Exercise brief: What this exercise calls for is an exact copy of the data.

Data items:
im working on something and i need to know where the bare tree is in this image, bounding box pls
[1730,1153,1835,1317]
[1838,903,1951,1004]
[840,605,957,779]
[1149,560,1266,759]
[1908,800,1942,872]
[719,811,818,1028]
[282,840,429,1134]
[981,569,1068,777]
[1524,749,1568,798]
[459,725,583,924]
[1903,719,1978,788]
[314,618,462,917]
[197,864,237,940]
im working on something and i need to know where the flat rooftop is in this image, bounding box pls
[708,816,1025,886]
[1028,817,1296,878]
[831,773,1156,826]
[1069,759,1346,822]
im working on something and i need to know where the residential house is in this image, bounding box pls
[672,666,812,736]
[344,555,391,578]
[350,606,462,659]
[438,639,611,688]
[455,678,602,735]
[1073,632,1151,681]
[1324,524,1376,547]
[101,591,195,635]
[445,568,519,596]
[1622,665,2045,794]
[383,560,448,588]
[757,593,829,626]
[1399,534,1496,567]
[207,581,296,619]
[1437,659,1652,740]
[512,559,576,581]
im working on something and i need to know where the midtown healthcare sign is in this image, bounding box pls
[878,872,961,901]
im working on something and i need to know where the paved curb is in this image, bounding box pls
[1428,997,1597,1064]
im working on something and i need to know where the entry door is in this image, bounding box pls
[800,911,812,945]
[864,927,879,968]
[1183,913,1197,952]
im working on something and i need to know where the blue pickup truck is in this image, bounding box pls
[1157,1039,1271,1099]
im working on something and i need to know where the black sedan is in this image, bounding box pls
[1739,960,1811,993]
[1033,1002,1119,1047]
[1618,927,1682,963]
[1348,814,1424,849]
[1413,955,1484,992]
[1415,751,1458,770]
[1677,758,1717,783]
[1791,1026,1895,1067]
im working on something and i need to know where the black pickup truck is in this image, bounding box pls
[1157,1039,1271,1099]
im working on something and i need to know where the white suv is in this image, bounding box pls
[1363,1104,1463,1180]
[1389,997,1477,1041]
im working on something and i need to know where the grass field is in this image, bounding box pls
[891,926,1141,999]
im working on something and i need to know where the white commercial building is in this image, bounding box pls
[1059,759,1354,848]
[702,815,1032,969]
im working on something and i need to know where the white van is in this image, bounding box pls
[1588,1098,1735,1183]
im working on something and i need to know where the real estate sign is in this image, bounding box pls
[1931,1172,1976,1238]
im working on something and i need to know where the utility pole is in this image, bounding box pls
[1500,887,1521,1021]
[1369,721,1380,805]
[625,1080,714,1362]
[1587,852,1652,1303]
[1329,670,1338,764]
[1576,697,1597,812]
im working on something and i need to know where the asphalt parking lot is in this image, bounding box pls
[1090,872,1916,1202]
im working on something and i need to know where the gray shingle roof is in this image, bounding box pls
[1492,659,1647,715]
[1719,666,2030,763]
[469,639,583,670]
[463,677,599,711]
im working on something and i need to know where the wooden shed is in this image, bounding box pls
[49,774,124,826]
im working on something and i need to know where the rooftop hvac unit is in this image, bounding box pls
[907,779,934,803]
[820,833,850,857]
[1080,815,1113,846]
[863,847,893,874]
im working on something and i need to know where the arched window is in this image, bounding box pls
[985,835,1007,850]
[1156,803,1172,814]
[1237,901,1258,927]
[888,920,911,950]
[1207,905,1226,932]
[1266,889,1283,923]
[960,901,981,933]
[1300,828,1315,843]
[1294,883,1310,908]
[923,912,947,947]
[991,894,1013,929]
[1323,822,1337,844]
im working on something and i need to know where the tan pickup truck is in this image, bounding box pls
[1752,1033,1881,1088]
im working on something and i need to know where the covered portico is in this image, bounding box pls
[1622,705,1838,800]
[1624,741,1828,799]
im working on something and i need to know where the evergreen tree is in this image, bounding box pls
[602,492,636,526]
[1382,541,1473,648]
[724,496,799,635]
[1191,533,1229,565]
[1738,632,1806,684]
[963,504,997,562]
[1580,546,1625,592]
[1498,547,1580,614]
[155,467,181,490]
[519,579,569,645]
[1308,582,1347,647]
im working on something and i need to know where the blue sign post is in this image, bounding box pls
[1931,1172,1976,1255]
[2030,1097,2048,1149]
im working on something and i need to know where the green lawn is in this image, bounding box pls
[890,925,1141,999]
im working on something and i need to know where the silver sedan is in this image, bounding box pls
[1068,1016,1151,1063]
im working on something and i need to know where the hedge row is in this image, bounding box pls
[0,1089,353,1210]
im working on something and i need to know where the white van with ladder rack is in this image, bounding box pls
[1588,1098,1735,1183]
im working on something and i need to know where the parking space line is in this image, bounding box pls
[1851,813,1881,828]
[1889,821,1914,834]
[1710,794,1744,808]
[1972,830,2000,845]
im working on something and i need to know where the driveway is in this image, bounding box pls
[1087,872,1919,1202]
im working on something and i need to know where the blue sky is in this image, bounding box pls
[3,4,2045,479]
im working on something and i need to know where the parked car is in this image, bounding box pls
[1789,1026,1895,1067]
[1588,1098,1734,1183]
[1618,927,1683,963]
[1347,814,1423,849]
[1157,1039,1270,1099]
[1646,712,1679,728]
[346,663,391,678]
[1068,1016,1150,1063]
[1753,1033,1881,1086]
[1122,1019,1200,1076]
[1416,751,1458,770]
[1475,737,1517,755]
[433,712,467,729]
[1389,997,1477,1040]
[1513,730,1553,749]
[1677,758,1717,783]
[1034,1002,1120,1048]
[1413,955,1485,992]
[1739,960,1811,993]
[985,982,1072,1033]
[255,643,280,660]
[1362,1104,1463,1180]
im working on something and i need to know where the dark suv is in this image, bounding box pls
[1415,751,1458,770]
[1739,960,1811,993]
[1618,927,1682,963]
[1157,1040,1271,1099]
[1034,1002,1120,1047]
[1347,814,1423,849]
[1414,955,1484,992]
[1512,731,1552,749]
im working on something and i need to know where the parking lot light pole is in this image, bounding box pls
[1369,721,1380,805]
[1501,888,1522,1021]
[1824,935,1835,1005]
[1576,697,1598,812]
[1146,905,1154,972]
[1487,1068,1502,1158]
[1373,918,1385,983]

Answer:
im working on something and i need to know where the bare tree is in this image, bounding box pls
[1730,1153,1835,1317]
[1838,903,1951,1004]
[840,605,957,779]
[1149,560,1266,759]
[1908,800,1942,872]
[719,811,818,1028]
[282,840,429,1134]
[981,569,1068,777]
[1524,749,1568,798]
[459,725,583,924]
[1903,719,1978,788]
[314,618,462,917]
[197,864,237,940]
im working on something and i need to know where the flat rooftop is in this image, bounding box pls
[708,816,1025,886]
[1028,817,1296,878]
[831,773,1156,826]
[1069,759,1346,822]
im working on something and i need to know where the residential house is in this image, bounding box pls
[672,666,812,736]
[344,555,391,578]
[350,606,462,659]
[438,639,611,688]
[455,678,602,735]
[1073,632,1151,681]
[1324,524,1376,547]
[101,591,195,635]
[445,568,519,596]
[1622,665,2045,794]
[383,560,448,588]
[757,593,829,626]
[1399,534,1496,567]
[207,581,296,619]
[1437,659,1652,740]
[512,559,576,581]
im working on something and i need to know where the midtown healthcare sign is in this image, bounding box pls
[878,872,961,901]
im working on something and i need to know where the paved curb is in this image, bounding box pls
[1428,997,1597,1064]
im working on something and i need to know where the entry door is in this image, bounding box pls
[800,911,812,945]
[864,927,879,968]
[1183,913,1197,952]
im working on something and i need to know where the blue pickup truck is in this image, bounding box pls
[1157,1039,1271,1099]
im working on something and i need to know where the black sedan is in this image, bounding box pls
[1739,960,1811,993]
[1033,1002,1119,1047]
[1618,927,1682,963]
[1348,814,1424,849]
[1413,955,1484,992]
[1415,751,1458,770]
[1677,758,1717,783]
[1791,1026,1895,1067]
im working on something and i need to know where the black pickup truck is in this image, bounding box pls
[1157,1039,1271,1099]
im working on something and i need to know where the white suv is in this image, bounding box pls
[1363,1104,1463,1180]
[1389,997,1477,1041]
im working on something and i need to know where the grass field is in this image, bounding box pls
[891,926,1141,999]
im working on something and i need to know where the white commercial building is in this image, bounding box pls
[1059,759,1354,848]
[702,815,1032,969]
im working on something and i need to know where the white van is in this image, bounding box pls
[1588,1098,1735,1183]
im working on something and i need to know where the real estate sign is in this image, bounding box pls
[1931,1172,1976,1238]
im working on something and i need to know where the utility pole is in this image, bounding box pls
[1500,887,1521,1021]
[1369,721,1380,805]
[625,1080,714,1362]
[1587,852,1652,1303]
[1329,670,1338,764]
[1576,697,1597,812]
im working on something and i need to know where the asphalt parking lot is in this image, bounding box pls
[1090,872,1916,1202]
im working on something and i need to know where the gray shingle roof is in this image, bounding box pls
[1492,659,1647,715]
[1719,666,2030,763]
[469,639,583,670]
[463,677,599,711]
im working on something and i need to know where the wooden shed is in this image, bounding box pls
[49,774,124,826]
im working on something and i need to know where the rooftop hvac unit is in this image, bounding box pls
[907,779,934,803]
[820,833,850,857]
[1080,815,1113,846]
[863,847,893,874]
im working on something and i need to know where the arched window is in this image, bounding box pls
[985,835,1007,850]
[1156,803,1172,814]
[1237,901,1258,927]
[888,920,911,950]
[1207,905,1226,932]
[1266,889,1283,923]
[960,901,981,933]
[1300,828,1315,843]
[1294,883,1310,908]
[923,912,947,947]
[991,894,1013,929]
[1323,822,1337,844]
im working on something and i need to know where the tan pickup truck is in this image, bounding box pls
[1752,1033,1881,1088]
im working on something and i need to know where the covered portico is in this image, bounding box pls
[1622,705,1838,800]
[1624,741,1828,799]
im working on something and i need to know where the evergreen tree is in this image, bounding box pls
[602,492,636,526]
[1382,541,1473,648]
[724,496,799,635]
[1191,533,1229,565]
[1738,632,1806,684]
[963,504,997,562]
[1580,546,1625,592]
[1498,547,1580,614]
[155,467,181,490]
[519,579,569,645]
[1308,582,1347,647]
im working on something and i need to know where the blue sign post is in this image, bounding box pls
[1931,1172,1976,1255]
[2030,1097,2048,1149]
im working on something and i need to know where the green lawn is in this image, bounding box pls
[890,925,1141,999]
im working on something and i need to know where the silver sedan is in this image, bounding box pls
[1068,1016,1151,1063]
im working on something and i need to know where the hedge row is in this image, bounding box pls
[0,1089,353,1210]
im working on something and i need to know where the white van with ladder rack is in this image, bounding box pls
[1588,1098,1735,1183]
im working on something and i need to know where the parking space line is in this image, bounding box pls
[1851,813,1881,828]
[1889,821,1914,834]
[1710,794,1744,808]
[1972,830,2000,845]
im working on something and i need to know where the driveway is in this image, bounding box pls
[1087,872,1919,1202]
im working on something and i need to know where the blue sky is in this image, bounding box pls
[3,4,2045,479]
im working on something and i need to know where the parked car is in this image, bounding box pls
[1789,1026,1895,1067]
[1588,1098,1734,1183]
[1618,927,1683,963]
[1347,814,1423,849]
[1157,1039,1270,1099]
[1646,712,1679,728]
[346,663,391,678]
[1068,1016,1150,1063]
[1753,1033,1881,1086]
[1122,1019,1200,1076]
[1416,751,1458,770]
[1475,737,1517,755]
[433,712,467,729]
[1389,997,1477,1040]
[1513,730,1553,749]
[1677,758,1717,783]
[1034,1002,1120,1048]
[1413,955,1485,992]
[1739,960,1811,993]
[985,982,1072,1033]
[255,643,280,660]
[1362,1104,1463,1180]
im working on something and i need to know where the dark suv is in this image, bounding box pls
[1415,751,1458,770]
[1739,960,1811,993]
[1618,927,1682,963]
[1157,1040,1271,1099]
[1034,1002,1120,1047]
[1347,814,1423,849]
[1414,955,1484,992]
[1512,731,1552,749]
im working on something and i need to know where the parking lot light pole is in this image, bounding box pls
[1369,721,1380,805]
[1501,888,1522,1021]
[1824,935,1835,1005]
[1576,697,1598,812]
[1146,905,1154,972]
[1487,1068,1502,1158]
[1373,918,1385,983]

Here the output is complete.